[start SUPPLIED TEXT]

Tuesday, July 31, 2007

Putting It in Your Own Words

When we teach history students how to take notes for research, we usually tell them to take down direct quotes sparingly, and to put things in their own words instead. Many university writing labs provide training in the art of paraphrasing. One concern is that direct quotes lend themselves to witting or unwitting plagiarism, especially if the paper is being written the night before it's due.

I've always found paraphrasing to be an unsatisfactory exercise because it is in direct tension with close reading. You read the original passage carefully, set it to one side, and then write out the ideas in your own words. At that point you're supposed to re-read the original passage and make sure that you captured the essence. Of course you didn't. As Mark Twain once said, "The difference between the almost-right word & the right word is really a large matter -- it's the difference between the lightning-bug and the lightning." [*] If a student came to me with this example, I'd tell them that there are times when you really should quote rather than paraphrase.

In fact, when I'm taking notes, I usually write down a lot of direct quotes. When I go back to them later, I find that the author's exact words serve as much better reminders of his or her work than paraphrases do. And when I write my first draft of anything, I usually have a lot more quotes than I'm going to want to have in the final version. I know that I'm going to re-read and re-write each passage dozens of times, and that all but the best quotes will be squeezed out in the process.

[end SUPPLIED TEXT]
[start GIVEN RECORDS]

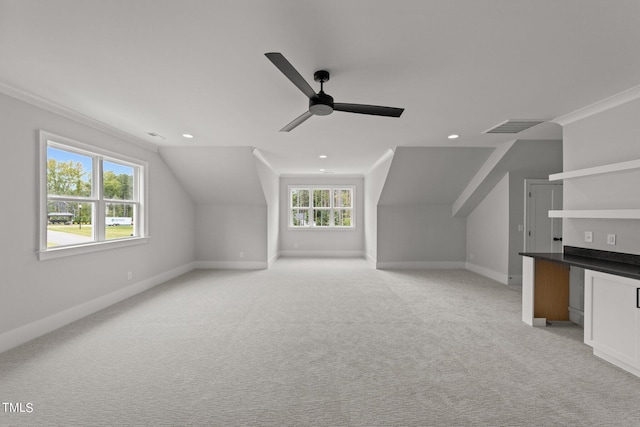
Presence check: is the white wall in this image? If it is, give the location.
[364,150,393,262]
[195,204,267,268]
[562,99,640,254]
[0,94,195,351]
[467,173,509,284]
[377,205,466,268]
[256,158,280,263]
[280,176,365,257]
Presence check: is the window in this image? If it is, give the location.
[40,132,147,259]
[289,186,355,229]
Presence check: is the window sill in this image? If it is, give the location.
[288,226,356,231]
[37,237,149,261]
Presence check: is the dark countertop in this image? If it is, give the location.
[520,246,640,280]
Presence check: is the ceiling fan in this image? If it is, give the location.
[265,52,404,132]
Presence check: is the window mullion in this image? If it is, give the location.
[93,156,106,242]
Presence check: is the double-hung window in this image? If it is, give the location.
[289,186,355,229]
[40,132,147,259]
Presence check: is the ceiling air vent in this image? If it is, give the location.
[147,132,167,139]
[482,120,544,133]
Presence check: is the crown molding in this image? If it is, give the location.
[251,147,280,177]
[551,86,640,126]
[0,82,158,153]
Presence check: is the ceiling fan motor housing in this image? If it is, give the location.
[309,91,333,116]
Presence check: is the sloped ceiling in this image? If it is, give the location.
[452,140,562,217]
[378,147,493,205]
[0,0,640,175]
[160,147,266,205]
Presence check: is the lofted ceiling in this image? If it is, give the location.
[0,0,640,174]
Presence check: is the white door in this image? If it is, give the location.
[525,180,562,252]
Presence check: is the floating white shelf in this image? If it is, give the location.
[549,160,640,181]
[549,209,640,219]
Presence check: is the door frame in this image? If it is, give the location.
[522,178,562,252]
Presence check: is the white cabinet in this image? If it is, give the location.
[584,270,640,376]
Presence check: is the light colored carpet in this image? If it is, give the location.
[0,259,640,426]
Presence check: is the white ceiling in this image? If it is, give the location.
[0,0,640,174]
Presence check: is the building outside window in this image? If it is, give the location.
[40,132,147,260]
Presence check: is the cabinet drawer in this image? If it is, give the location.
[584,270,640,369]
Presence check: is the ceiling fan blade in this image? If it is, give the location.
[264,52,316,98]
[333,102,404,117]
[280,111,313,132]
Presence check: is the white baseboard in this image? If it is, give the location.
[193,261,269,270]
[267,252,280,268]
[365,254,378,268]
[465,262,510,285]
[0,263,194,353]
[280,251,364,258]
[376,261,465,270]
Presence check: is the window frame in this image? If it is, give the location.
[287,184,356,231]
[37,130,149,260]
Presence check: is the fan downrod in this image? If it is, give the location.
[313,70,329,84]
[309,70,333,116]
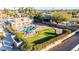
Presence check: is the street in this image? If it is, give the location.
[48,33,79,51]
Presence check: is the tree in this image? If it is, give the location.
[15,32,32,51]
[34,13,44,22]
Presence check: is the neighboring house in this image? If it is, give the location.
[14,17,33,31]
[0,11,7,19]
[0,28,3,36]
[42,13,51,22]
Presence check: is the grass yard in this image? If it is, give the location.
[16,28,56,45]
[26,28,56,43]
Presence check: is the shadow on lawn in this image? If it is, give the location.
[33,32,57,45]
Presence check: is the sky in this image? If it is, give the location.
[0,0,79,9]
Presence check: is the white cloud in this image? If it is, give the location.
[0,0,79,7]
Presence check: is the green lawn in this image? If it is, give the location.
[16,28,56,44]
[26,28,56,42]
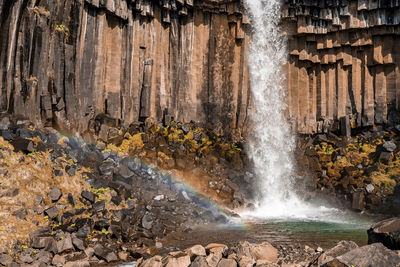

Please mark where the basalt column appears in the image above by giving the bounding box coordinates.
[0,0,250,138]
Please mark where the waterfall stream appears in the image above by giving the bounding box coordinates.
[245,0,336,218]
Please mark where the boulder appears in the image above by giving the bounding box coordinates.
[217,259,237,267]
[323,243,400,267]
[164,252,190,267]
[206,252,222,267]
[206,243,228,254]
[137,256,163,267]
[318,241,358,266]
[185,245,207,259]
[0,254,12,266]
[234,241,278,262]
[49,187,62,202]
[367,218,400,250]
[190,256,209,267]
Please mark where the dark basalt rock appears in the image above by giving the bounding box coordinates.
[49,187,62,202]
[367,218,400,250]
[81,191,96,204]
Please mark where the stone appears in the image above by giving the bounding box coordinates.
[10,137,35,153]
[49,187,62,202]
[205,243,228,254]
[142,214,154,230]
[185,245,207,260]
[234,241,278,263]
[64,260,90,267]
[367,218,400,250]
[137,256,163,267]
[12,208,27,220]
[217,259,237,267]
[44,206,60,219]
[57,236,74,253]
[379,152,392,164]
[93,244,118,263]
[239,256,256,267]
[383,141,397,152]
[118,251,129,261]
[340,116,351,136]
[164,252,191,267]
[318,241,358,266]
[6,188,19,197]
[72,237,85,250]
[324,243,400,267]
[0,254,13,266]
[365,184,375,194]
[190,256,209,267]
[93,200,106,212]
[81,190,97,204]
[65,165,76,176]
[351,191,365,211]
[51,255,66,266]
[206,251,222,267]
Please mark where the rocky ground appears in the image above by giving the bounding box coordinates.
[296,126,400,216]
[0,117,399,266]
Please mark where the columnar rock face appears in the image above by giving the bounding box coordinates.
[283,0,400,133]
[0,0,400,135]
[0,0,250,137]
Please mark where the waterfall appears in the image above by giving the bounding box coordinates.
[245,0,336,218]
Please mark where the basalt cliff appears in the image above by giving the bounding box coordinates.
[0,0,400,136]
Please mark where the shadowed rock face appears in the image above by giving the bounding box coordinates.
[0,0,249,138]
[0,0,400,136]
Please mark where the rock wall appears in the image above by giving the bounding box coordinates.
[0,0,250,138]
[0,0,400,136]
[283,0,400,133]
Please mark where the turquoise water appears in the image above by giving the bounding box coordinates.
[163,214,378,249]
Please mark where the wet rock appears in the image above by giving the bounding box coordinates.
[351,190,365,211]
[217,259,237,267]
[44,206,60,219]
[49,187,62,202]
[318,241,358,266]
[367,218,400,250]
[234,241,278,262]
[0,254,13,266]
[51,255,65,266]
[12,208,27,220]
[81,190,96,204]
[382,141,396,152]
[324,243,400,267]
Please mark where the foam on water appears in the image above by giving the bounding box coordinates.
[241,0,338,220]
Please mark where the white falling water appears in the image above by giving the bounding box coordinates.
[245,0,336,218]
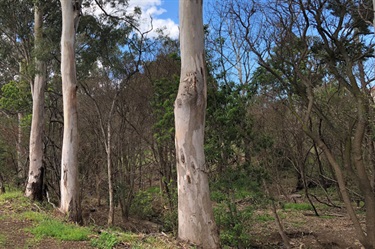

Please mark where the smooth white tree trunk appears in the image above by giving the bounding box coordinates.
[60,0,82,222]
[174,0,220,248]
[25,3,46,201]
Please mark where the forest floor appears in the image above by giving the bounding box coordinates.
[0,190,363,249]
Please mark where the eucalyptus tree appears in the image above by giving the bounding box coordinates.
[174,0,220,248]
[25,1,47,201]
[60,0,82,223]
[231,0,375,248]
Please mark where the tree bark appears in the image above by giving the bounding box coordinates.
[60,0,82,223]
[25,3,46,201]
[174,0,220,248]
[16,112,25,181]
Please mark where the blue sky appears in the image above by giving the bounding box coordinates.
[129,0,178,39]
[84,0,179,39]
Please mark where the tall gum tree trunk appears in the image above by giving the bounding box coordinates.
[16,112,25,181]
[60,0,82,223]
[174,0,220,248]
[25,3,46,201]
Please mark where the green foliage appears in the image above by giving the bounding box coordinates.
[255,214,275,222]
[0,234,7,247]
[151,75,179,143]
[91,232,119,249]
[30,219,91,241]
[163,205,178,235]
[214,202,253,248]
[283,203,313,211]
[0,80,32,113]
[211,167,266,248]
[130,187,160,220]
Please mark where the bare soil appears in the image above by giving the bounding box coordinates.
[0,199,363,249]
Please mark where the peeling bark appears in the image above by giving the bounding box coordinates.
[60,0,82,223]
[174,0,220,248]
[25,1,46,201]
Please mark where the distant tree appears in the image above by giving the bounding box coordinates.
[25,1,47,201]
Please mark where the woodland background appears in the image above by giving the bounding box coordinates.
[0,0,375,248]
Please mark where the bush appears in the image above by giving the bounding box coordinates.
[91,233,119,249]
[30,219,91,241]
[130,187,161,220]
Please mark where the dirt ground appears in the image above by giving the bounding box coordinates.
[0,198,368,249]
[253,209,363,249]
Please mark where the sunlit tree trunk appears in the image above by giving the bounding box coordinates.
[60,0,82,223]
[17,112,25,181]
[25,3,46,201]
[174,0,219,248]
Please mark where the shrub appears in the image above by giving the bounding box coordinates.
[30,219,91,241]
[91,233,119,249]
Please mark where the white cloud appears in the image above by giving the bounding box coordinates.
[129,0,179,39]
[86,0,179,39]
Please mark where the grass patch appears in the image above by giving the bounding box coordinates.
[319,215,335,219]
[0,191,27,202]
[28,219,91,241]
[283,203,313,211]
[91,233,119,249]
[18,211,48,222]
[255,214,275,222]
[0,191,31,212]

[end GIVEN RECORDS]

• [REQUESTS]:
a. In the post on paraphrasing and note-taking, extract the passage from "Tuesday, July 31, 2007" up to and including "before it's due.".
b. According to the post on paraphrasing and note-taking, what is paraphrasing in direct tension with?

• [SOLVED TASKS]:
a.
Tuesday, July 31, 2007

Putting It in Your Own Words

When we teach history students how to take notes for research, we usually tell them to take down direct quotes sparingly, and to put things in their own words instead. Many university writing labs provide training in the art of paraphrasing. One concern is that direct quotes lend themselves to witting or unwitting plagiarism, especially if the paper is being written the night before it's due.

b. Close reading.